Study text –
========
BERLIN (Reuters) - A couple out for a drive in his luxury convertible, with the young woman stretching to feel the wind in her hair, is a scene from a romcom, but what if the woman has the mind of a child and their relationship started with a rape?
This is the situation posited in the Swiss film “Dora or the Sexual Neuroses of Our Parents” shown on Thursday at the Berlin International Film Festival.
It focuses on the consequences of the protective parents of a mentally disabled, 18-year-old only child, Dora, as they take her off medications so she can learn to deal with life, including her own budding sexuality.
“Almost all the taboos are shown in the film but this was not the intention, this was my own discovery,” director Stina Werenfels said of the movie, which was adapted from a play by Lukas Baerfuss.
A main departure from the play is the explicit sex between Dora, convincingly played by Victoria Schulz, and the unsavoury Peter, played by German actor Lars Eidinger, recently seen in “Clouds of Sils Maria”.
Rushing headlong into life, Dora follows Peter into a public toilet, where he rapes her.
The parents discover what has happened and call the police, while seeking medical attention for Dora. But the police find no proof of rape, Dora is of consenting age, and when she spots Peter again, they begin to have sex regularly.
========
Raw data –
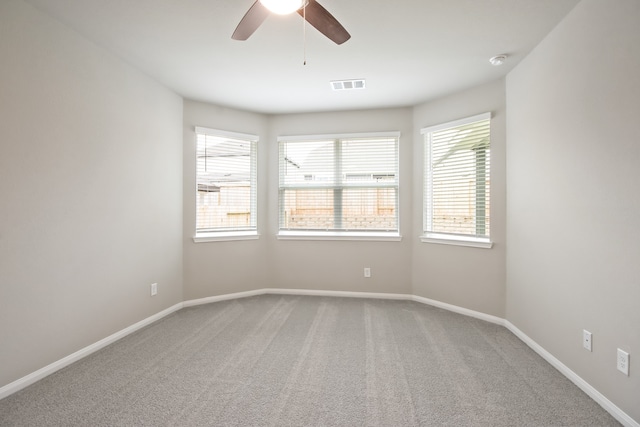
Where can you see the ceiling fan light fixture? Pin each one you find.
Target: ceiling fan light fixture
========
Exercise A –
According to the film festival article, whose play was the movie adapted from?
Exercise B –
Carry on the film festival article from the end of its last sentence.
The material that comes after the film festival article is separate from it.

Answer area A –
Lukas Baerfuss

Answer area B –
The film looks at the complications that arise from parents wanting as normal a life as possible for Dora, their only child, while suffering from their own marital strains because they are unable to have another child.
Dora throws away her birth control pills and almost immediately gets pregnant, sending her mother, played by Jenny Schily, into an emotional tailspin.
“Is a young woman with mental impairment allowed to have a child?” Werenfels said at a news conference. “People with a disability have the same rights as all other people... and now we enter a new zone. What are the new problems?”
The Hollywood Reporter trade publication in a review said: “Although there are things to admire about this audacious, taboo-challenging effort — like Victoria Schulz’s breakout lead performance and Lukas Strebel’s nervy cinematography — Werenfels and Boris Treyer’s script ... is alternately too elliptical and too on-the-nose to get to the heart of this tricky subject.”